--- Work to be completed ---
Express everything from the row containing "Place a point on every instance of the roof" down to the end of the rows as a two-column CSV with the headers instruction and coordinates. Give one line per instruction, put each field in quotation marks, and turn any line breaks inside a field into spaces.

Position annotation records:

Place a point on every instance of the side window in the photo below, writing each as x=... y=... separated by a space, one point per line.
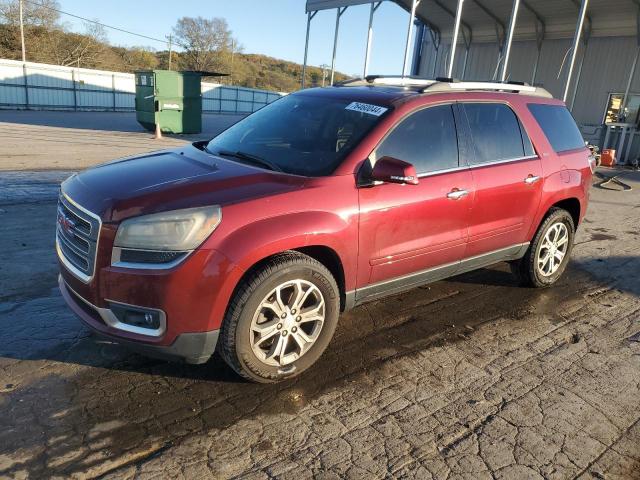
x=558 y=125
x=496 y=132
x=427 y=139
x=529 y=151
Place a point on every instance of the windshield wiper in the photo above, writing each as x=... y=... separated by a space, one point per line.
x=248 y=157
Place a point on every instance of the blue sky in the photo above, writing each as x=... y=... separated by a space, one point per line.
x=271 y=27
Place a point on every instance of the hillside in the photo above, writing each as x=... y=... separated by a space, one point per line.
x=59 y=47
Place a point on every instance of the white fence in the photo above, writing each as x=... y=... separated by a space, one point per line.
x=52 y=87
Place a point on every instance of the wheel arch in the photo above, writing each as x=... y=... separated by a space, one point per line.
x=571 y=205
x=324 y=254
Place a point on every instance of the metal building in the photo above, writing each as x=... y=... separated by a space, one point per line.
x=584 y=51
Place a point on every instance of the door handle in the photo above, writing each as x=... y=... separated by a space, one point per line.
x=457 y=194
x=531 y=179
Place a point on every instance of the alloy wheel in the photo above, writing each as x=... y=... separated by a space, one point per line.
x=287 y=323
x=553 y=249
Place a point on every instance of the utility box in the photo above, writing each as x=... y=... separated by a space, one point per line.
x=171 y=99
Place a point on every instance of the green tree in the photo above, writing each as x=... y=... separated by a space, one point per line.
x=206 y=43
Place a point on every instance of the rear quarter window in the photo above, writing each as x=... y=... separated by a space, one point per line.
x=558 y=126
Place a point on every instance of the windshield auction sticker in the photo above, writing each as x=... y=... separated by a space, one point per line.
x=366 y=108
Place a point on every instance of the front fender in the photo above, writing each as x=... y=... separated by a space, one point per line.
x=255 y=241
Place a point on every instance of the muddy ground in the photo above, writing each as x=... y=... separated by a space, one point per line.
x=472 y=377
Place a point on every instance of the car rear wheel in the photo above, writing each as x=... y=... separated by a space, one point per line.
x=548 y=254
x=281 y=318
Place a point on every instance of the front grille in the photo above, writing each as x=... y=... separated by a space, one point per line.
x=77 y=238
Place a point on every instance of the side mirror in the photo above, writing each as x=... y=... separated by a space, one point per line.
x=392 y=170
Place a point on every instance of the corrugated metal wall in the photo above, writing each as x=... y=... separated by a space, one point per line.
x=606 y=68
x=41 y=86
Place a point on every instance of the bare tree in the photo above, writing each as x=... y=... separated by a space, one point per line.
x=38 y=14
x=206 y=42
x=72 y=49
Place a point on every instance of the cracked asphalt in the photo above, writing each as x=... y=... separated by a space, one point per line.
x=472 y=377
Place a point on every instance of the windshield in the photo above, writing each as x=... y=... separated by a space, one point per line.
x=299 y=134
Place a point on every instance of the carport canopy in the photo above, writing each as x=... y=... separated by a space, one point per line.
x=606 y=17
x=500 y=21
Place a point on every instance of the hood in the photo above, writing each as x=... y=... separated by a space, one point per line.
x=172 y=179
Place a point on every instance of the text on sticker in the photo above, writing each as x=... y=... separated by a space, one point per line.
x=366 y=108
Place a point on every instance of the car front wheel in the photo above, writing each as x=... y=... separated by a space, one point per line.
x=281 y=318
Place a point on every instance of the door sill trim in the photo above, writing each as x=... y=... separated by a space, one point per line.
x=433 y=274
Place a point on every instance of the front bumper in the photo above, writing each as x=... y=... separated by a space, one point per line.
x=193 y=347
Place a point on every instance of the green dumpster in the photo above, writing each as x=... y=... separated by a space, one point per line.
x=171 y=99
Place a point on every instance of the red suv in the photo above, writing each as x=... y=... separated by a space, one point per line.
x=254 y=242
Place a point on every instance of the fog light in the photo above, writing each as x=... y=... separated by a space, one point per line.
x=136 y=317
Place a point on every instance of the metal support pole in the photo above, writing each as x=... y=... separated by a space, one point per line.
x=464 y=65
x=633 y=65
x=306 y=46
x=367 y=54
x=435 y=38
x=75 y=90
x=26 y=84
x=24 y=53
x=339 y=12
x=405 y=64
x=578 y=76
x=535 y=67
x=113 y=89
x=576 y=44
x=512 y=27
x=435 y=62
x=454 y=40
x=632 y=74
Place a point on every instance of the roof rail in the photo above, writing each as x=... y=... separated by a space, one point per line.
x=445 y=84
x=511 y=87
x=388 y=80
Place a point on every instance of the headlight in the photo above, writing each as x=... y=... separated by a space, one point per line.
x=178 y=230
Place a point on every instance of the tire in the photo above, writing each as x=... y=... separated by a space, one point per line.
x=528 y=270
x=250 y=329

--- Output ---
instruction,coordinates
"Place a point on every instance of the roof rail in the photo above, writing each as x=... y=... separated by a space, one point per line.","x=445 y=84 x=511 y=87 x=388 y=80"
"Place a point on every instance of the headlight in the photo above, writing each as x=... y=... separated by a space, one point per line.","x=178 y=230"
"Place a point on every instance of the tire in the photo above, writing each as x=... y=... separated by a space, one point per line.","x=528 y=270 x=250 y=329"